Image point annotation lines
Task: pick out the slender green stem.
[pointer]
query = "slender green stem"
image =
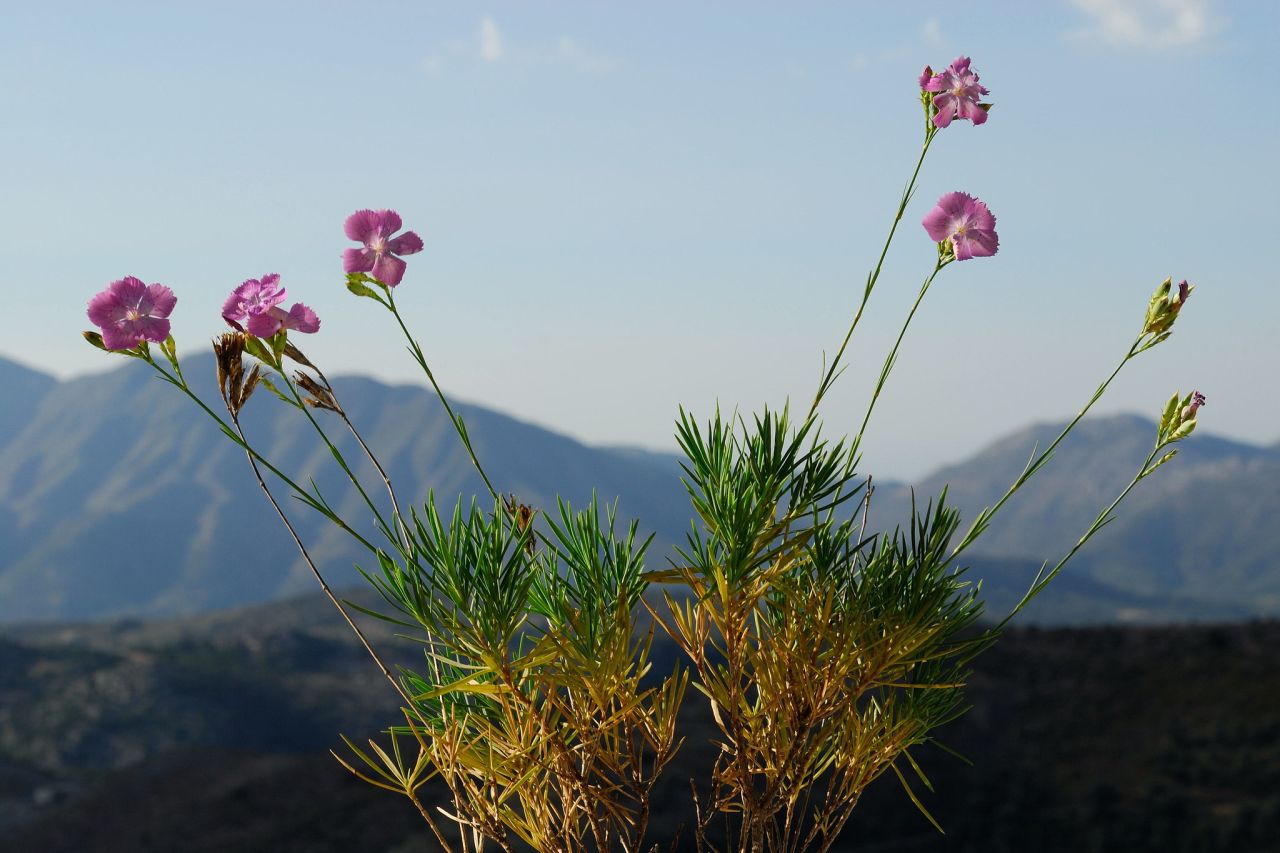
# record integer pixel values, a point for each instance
(983, 519)
(387, 480)
(1043, 579)
(832, 370)
(314, 502)
(416, 351)
(892, 354)
(297, 541)
(342, 463)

### Work to do
Express the lines above as a two-column CSV headed "prompt" and "points," with one row per line. Put each line's text and its answer in their own quoted fields with line breaks replaced by spaces, and omit the pictures.

### Exercise result
prompt,points
"Task: pick out the slender green stem. [pointer] query = ""slender green stem"" image = # record integer pixel values, a point for each instance","(983, 519) (387, 480) (1043, 579) (832, 370) (314, 502) (416, 351) (892, 354) (297, 541) (342, 463)"